* _What to work on_:
Your reply should hold the line containing "The client would like the moored" and every later line of the records, reproduced exactly, and no other lines.

* _Data for analysis_:
>>>
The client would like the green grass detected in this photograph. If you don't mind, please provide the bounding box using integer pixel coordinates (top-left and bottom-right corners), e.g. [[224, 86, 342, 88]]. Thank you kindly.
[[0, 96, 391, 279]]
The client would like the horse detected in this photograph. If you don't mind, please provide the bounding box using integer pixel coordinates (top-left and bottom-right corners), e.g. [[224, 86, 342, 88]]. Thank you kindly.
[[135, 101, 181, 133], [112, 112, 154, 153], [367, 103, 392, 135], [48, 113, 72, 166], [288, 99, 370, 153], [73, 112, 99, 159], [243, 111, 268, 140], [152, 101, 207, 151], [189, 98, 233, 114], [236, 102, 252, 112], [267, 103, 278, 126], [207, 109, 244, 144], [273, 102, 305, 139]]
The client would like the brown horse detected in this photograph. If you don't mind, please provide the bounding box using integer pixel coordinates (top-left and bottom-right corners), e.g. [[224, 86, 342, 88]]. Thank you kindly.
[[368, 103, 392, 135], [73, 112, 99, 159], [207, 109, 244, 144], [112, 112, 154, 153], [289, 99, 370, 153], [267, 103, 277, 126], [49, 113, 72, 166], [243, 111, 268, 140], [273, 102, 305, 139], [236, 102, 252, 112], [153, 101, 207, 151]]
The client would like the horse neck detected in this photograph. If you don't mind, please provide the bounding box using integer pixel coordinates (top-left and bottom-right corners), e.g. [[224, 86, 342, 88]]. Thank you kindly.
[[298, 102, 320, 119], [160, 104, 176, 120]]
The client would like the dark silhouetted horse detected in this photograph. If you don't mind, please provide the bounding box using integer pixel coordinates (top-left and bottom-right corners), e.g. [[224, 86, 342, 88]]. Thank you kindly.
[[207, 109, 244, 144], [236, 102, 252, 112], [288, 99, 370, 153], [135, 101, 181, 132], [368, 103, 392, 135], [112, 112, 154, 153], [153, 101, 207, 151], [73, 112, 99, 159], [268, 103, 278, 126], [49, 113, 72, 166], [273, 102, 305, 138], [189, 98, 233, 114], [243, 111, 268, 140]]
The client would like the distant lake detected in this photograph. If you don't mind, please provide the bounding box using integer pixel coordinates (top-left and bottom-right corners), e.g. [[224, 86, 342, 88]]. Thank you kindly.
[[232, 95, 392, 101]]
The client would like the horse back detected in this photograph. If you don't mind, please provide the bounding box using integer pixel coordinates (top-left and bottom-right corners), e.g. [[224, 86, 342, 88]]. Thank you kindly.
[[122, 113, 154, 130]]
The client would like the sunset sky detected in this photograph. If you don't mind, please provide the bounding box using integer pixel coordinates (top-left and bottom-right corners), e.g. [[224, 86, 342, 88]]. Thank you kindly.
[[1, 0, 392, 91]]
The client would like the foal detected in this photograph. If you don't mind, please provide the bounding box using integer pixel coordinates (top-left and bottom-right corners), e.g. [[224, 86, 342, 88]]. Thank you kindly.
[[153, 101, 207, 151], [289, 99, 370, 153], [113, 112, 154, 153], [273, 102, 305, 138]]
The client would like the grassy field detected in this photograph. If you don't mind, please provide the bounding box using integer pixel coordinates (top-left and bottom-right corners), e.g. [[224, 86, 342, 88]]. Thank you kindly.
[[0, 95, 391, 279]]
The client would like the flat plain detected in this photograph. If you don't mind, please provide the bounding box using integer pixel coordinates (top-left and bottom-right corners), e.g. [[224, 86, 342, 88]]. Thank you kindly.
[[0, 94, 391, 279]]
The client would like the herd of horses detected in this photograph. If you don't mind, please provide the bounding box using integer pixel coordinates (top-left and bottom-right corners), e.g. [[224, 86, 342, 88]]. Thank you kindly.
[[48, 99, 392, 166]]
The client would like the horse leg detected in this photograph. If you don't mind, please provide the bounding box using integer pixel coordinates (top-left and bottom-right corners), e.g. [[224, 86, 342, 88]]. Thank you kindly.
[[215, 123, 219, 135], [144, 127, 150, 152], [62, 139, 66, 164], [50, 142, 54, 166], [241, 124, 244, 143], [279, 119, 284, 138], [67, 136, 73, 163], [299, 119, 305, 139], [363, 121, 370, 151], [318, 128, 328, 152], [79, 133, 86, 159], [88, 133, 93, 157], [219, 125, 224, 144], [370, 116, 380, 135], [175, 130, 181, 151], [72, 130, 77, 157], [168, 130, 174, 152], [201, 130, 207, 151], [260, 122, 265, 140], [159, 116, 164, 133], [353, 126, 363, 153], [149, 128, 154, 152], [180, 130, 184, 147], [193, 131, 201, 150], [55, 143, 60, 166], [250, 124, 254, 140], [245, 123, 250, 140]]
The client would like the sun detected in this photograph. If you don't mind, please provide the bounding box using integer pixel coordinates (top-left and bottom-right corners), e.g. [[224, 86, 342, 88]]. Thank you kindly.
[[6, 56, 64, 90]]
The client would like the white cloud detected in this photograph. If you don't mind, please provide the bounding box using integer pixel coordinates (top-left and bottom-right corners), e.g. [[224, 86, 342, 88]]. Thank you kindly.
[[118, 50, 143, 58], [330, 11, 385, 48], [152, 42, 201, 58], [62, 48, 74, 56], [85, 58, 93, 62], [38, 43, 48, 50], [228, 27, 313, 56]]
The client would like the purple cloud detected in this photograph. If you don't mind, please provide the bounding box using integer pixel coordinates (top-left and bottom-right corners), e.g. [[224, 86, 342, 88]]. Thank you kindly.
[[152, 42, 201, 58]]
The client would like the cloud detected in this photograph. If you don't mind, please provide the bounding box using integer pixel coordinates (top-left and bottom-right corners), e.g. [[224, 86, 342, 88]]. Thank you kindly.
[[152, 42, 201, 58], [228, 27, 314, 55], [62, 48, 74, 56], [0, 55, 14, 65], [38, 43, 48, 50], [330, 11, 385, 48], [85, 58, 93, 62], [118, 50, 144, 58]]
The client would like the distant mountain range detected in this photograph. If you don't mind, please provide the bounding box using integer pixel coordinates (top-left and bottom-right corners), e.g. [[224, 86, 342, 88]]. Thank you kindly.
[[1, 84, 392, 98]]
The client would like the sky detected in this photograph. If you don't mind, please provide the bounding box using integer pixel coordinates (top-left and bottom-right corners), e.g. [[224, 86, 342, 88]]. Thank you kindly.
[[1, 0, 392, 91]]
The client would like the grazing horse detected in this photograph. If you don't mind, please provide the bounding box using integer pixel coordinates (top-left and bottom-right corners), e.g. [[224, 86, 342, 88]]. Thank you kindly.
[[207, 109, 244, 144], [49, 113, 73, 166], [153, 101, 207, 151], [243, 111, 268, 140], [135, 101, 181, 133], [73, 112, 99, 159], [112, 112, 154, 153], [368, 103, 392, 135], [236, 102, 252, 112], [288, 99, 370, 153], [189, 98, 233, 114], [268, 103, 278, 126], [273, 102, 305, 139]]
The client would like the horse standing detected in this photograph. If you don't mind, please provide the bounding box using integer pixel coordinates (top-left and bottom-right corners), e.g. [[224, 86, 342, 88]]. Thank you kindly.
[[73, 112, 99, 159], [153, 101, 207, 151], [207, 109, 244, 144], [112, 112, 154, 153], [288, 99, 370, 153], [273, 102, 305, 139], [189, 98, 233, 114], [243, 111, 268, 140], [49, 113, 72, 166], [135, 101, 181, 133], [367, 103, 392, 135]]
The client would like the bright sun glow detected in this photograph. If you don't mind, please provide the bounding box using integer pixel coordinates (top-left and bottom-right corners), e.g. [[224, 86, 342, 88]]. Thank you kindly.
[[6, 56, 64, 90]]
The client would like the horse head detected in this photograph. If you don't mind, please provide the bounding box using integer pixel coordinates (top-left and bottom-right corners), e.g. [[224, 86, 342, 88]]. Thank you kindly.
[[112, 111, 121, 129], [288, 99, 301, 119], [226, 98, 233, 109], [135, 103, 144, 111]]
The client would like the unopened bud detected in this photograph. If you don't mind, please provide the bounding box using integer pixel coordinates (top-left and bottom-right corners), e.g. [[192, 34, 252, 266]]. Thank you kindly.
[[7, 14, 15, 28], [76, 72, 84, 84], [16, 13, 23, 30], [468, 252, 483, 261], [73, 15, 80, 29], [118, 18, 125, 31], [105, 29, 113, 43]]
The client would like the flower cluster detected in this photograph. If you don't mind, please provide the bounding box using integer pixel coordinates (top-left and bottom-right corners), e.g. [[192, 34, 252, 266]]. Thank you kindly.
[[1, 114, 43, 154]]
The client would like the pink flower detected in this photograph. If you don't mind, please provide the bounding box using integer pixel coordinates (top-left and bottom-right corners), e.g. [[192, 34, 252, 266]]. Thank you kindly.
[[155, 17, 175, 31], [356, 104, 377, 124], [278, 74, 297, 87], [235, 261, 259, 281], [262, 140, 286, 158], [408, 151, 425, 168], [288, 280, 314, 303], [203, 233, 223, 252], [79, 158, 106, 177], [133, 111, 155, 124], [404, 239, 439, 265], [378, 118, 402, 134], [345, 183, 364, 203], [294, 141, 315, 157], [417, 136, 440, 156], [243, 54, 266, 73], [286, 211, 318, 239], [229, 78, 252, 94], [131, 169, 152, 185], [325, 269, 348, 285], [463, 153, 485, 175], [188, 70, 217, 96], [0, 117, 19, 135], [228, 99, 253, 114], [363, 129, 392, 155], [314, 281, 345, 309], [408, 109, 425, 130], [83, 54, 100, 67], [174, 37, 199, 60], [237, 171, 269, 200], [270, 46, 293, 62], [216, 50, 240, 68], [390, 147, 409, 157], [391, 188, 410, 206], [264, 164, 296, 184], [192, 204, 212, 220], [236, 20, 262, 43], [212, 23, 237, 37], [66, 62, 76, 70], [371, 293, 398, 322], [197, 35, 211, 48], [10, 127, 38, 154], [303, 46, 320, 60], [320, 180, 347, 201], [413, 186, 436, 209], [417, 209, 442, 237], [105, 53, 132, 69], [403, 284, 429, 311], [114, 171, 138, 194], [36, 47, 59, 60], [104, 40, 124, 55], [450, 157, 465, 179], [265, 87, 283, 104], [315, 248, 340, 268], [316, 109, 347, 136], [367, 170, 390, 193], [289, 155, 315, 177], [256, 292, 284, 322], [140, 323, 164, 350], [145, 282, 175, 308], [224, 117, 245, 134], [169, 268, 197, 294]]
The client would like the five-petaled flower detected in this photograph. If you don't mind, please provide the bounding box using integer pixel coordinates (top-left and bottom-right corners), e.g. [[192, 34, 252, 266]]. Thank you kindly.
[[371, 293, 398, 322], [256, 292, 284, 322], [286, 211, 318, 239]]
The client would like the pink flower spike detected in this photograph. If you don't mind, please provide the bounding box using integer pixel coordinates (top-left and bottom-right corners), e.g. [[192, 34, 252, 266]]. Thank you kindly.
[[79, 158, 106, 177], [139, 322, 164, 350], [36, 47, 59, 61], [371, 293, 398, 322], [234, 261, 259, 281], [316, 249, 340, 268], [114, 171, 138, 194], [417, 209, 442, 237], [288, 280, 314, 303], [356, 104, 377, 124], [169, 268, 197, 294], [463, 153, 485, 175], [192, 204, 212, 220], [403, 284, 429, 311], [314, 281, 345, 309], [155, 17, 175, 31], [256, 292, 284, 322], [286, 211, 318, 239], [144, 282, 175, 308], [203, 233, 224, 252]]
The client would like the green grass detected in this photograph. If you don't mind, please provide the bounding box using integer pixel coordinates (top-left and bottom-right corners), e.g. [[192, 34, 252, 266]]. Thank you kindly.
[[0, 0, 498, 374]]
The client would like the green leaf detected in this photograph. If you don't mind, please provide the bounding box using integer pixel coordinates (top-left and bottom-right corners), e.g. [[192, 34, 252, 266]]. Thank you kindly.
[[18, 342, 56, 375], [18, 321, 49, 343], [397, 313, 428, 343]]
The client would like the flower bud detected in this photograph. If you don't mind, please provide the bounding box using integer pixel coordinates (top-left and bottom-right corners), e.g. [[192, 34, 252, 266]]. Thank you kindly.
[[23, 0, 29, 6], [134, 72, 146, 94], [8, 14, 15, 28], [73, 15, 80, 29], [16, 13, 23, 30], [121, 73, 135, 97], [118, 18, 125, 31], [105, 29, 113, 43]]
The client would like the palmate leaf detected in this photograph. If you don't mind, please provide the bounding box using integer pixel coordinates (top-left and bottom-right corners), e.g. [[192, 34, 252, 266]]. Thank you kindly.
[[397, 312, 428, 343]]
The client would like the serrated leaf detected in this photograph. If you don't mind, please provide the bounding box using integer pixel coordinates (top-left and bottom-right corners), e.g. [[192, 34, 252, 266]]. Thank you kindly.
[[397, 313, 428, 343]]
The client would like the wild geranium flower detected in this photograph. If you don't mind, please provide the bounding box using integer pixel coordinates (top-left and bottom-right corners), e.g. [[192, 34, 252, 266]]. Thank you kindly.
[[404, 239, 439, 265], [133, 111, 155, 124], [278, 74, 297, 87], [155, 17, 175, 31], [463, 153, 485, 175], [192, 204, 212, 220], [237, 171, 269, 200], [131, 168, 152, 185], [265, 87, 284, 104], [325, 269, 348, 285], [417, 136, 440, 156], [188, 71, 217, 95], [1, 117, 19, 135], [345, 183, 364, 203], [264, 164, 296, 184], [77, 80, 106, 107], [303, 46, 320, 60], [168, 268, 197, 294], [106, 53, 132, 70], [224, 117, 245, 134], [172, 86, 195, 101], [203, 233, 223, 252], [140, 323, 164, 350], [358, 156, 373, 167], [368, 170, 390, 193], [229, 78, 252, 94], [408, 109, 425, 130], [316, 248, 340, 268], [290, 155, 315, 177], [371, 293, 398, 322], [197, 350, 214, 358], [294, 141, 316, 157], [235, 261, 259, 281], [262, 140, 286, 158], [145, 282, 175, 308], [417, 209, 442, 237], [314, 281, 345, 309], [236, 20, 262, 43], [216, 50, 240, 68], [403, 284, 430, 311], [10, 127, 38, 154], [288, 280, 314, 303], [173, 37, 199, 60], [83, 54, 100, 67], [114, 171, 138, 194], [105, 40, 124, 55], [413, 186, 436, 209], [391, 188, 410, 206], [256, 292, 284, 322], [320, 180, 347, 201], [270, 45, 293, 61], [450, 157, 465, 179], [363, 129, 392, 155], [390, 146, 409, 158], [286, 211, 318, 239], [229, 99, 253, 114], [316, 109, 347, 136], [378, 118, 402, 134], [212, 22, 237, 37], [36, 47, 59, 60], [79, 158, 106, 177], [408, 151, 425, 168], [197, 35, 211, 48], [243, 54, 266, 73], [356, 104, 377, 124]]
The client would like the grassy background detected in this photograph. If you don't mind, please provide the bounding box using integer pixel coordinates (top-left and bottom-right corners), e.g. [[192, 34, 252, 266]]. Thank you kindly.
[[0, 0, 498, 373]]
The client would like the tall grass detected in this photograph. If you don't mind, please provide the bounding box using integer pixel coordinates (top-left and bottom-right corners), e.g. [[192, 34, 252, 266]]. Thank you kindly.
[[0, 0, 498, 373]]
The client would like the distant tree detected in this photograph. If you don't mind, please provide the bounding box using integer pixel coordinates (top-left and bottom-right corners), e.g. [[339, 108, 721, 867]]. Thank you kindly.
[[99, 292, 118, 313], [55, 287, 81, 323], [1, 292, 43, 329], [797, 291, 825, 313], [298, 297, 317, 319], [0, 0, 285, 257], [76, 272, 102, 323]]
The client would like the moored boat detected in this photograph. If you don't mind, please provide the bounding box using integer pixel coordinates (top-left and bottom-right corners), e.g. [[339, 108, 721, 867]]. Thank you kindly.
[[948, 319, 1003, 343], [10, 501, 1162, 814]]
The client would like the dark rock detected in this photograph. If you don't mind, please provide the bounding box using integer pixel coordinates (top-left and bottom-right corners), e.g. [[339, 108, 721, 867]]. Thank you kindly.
<<<
* _Answer below_:
The client would like the moored boat detected in this photograph. If you don't mind, please provide the bounding box using integer pixel coordinates (top-left and bottom-right corners), e.g. [[339, 108, 721, 867]]. Thank you kindly.
[[948, 319, 1003, 343], [10, 501, 1162, 814]]
The client would like the dark rock detected in this photograph. If you don't mind, please provide the bounding box using integer pixel coordinates (top-left and bottom-right corners), e.g. [[339, 108, 721, 867]]. Thank you kindly.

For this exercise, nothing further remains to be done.